*INSTRUCTIONS TO FOLLOW:* Rewrite the listing from the line with "If you could tag every instance of the golden" to the line with "point(356, 456)", replacing "golden sand" with "dry sand" and leaving everything else unchanged.

** START OF GIVEN DATA **

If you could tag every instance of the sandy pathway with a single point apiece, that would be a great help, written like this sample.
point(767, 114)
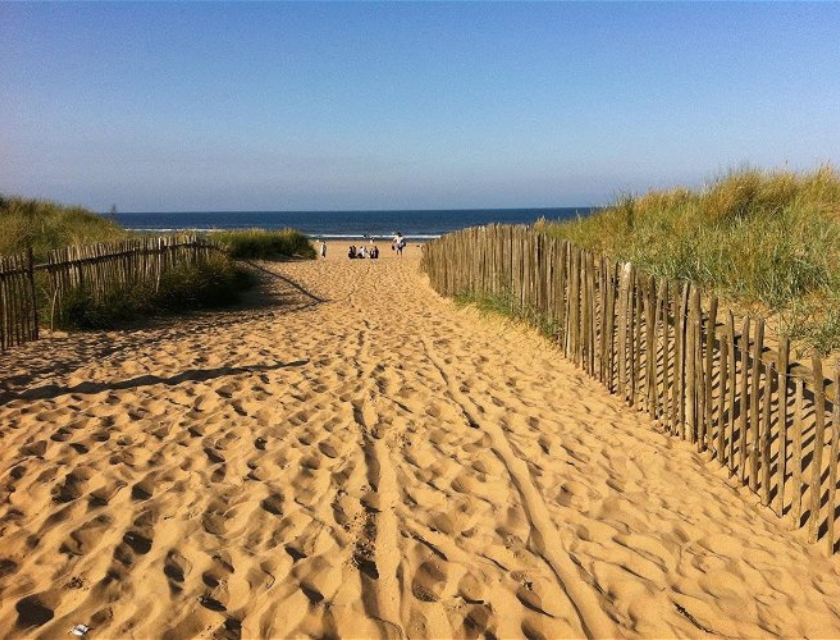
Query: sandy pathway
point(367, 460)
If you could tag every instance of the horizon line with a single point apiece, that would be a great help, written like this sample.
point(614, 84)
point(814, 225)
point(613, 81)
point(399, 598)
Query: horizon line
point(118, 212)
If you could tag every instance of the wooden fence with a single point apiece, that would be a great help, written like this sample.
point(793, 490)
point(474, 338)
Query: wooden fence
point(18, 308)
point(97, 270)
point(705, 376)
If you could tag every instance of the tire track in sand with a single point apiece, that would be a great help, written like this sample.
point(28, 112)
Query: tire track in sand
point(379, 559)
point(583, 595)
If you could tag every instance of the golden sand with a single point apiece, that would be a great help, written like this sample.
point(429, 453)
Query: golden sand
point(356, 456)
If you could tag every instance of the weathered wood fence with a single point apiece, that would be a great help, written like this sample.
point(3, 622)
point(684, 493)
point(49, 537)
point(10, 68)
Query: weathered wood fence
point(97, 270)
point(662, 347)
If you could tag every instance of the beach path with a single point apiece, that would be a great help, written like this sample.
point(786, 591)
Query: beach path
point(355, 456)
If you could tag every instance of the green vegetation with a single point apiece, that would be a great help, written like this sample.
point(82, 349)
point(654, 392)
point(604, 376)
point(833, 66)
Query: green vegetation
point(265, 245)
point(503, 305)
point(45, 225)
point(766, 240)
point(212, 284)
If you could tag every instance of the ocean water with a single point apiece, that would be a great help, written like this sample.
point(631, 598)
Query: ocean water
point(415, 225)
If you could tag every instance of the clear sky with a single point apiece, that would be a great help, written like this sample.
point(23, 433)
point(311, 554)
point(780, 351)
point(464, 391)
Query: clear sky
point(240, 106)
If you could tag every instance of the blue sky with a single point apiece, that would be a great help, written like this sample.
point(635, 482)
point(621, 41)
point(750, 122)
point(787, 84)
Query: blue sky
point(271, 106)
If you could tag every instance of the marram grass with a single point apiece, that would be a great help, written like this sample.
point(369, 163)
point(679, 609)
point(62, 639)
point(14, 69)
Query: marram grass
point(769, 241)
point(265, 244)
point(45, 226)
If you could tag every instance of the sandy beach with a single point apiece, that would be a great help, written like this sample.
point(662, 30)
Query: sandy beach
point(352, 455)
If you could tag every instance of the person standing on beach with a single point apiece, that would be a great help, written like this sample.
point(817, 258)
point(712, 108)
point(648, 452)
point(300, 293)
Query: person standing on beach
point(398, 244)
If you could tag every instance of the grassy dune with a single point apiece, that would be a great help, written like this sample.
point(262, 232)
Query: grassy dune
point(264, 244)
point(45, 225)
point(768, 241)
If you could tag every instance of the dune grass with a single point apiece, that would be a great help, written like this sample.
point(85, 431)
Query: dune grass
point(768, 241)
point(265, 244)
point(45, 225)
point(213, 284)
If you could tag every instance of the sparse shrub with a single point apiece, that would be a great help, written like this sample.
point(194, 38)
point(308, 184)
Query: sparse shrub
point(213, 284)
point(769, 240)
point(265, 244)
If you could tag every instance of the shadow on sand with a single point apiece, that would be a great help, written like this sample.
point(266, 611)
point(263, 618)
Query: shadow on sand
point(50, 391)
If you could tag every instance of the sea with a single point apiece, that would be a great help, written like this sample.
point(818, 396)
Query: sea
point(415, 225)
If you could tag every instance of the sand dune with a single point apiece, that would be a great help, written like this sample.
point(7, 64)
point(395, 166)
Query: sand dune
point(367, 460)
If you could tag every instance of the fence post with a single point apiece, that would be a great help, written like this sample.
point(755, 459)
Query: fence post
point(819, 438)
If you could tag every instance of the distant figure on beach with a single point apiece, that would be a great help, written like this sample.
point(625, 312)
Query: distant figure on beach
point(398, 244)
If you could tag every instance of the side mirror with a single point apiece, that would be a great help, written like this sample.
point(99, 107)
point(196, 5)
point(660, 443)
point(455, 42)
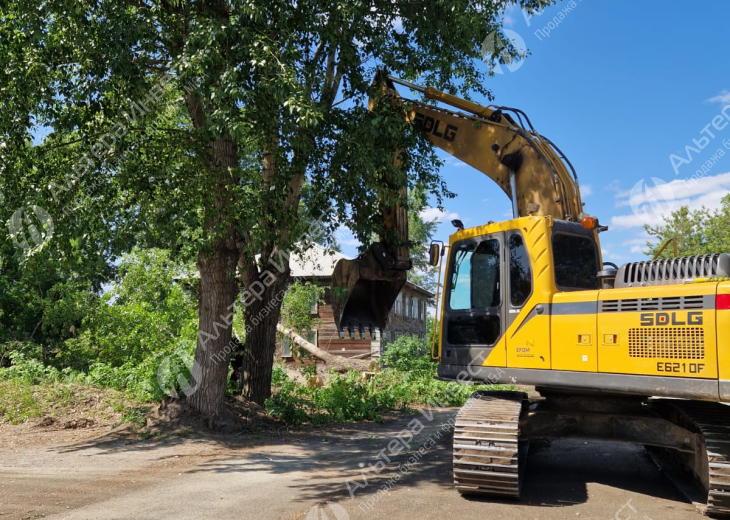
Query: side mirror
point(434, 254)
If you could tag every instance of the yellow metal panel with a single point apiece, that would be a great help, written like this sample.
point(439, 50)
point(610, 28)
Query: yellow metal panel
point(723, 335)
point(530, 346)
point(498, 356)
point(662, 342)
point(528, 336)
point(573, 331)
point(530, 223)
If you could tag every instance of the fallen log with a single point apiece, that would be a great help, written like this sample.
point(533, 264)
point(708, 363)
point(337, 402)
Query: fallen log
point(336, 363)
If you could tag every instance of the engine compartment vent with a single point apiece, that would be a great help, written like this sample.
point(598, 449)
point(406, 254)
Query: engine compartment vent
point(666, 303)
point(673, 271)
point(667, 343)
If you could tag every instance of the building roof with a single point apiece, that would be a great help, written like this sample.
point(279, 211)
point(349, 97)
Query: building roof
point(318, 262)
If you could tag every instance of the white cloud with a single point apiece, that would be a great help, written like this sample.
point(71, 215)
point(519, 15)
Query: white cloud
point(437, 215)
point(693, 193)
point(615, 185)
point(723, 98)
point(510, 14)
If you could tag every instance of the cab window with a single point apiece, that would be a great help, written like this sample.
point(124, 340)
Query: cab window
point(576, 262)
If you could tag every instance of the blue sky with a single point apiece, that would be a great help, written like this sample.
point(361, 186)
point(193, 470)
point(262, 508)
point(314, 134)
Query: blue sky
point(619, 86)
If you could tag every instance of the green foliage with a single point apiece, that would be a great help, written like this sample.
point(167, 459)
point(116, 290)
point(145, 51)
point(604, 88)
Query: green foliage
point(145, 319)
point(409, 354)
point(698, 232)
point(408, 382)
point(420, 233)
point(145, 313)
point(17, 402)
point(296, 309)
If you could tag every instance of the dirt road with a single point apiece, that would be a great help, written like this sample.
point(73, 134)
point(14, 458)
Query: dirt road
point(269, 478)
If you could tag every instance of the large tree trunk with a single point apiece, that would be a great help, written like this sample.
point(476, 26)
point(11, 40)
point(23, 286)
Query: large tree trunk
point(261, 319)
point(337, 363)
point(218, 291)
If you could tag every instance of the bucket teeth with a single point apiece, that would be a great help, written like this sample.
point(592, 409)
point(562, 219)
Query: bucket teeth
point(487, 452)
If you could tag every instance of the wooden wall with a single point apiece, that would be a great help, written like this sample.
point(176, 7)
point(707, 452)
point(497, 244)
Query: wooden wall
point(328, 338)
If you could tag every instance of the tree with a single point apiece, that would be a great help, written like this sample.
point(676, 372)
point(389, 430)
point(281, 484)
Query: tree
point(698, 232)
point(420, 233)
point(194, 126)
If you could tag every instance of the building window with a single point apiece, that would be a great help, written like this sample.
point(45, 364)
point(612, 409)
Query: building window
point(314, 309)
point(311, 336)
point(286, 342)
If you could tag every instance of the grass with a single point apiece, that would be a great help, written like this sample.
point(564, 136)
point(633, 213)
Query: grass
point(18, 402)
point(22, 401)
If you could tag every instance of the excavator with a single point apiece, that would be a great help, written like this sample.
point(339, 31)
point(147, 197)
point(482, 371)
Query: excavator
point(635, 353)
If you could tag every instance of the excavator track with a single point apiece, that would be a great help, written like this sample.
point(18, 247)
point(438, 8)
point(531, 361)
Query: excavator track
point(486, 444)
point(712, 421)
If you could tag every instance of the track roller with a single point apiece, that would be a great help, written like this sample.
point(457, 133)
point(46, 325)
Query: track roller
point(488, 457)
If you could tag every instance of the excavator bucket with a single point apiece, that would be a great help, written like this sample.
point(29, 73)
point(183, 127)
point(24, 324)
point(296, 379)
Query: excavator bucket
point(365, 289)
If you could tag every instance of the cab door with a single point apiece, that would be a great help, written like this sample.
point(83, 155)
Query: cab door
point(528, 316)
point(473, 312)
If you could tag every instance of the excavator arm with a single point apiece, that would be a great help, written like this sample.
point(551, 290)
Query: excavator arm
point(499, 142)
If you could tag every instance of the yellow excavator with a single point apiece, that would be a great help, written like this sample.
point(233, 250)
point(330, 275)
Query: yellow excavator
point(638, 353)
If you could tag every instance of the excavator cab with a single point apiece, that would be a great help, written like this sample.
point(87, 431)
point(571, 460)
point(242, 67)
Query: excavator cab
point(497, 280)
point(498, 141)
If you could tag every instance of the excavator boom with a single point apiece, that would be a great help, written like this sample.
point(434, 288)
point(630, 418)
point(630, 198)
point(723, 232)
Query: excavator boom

** END OF GIVEN DATA **

*RESULT FOR THIS TASK:*
If you could tag every instance of the dry sand with a single point apiece, that would be a great help, written like this sample.
point(429, 453)
Query: dry sand
point(356, 456)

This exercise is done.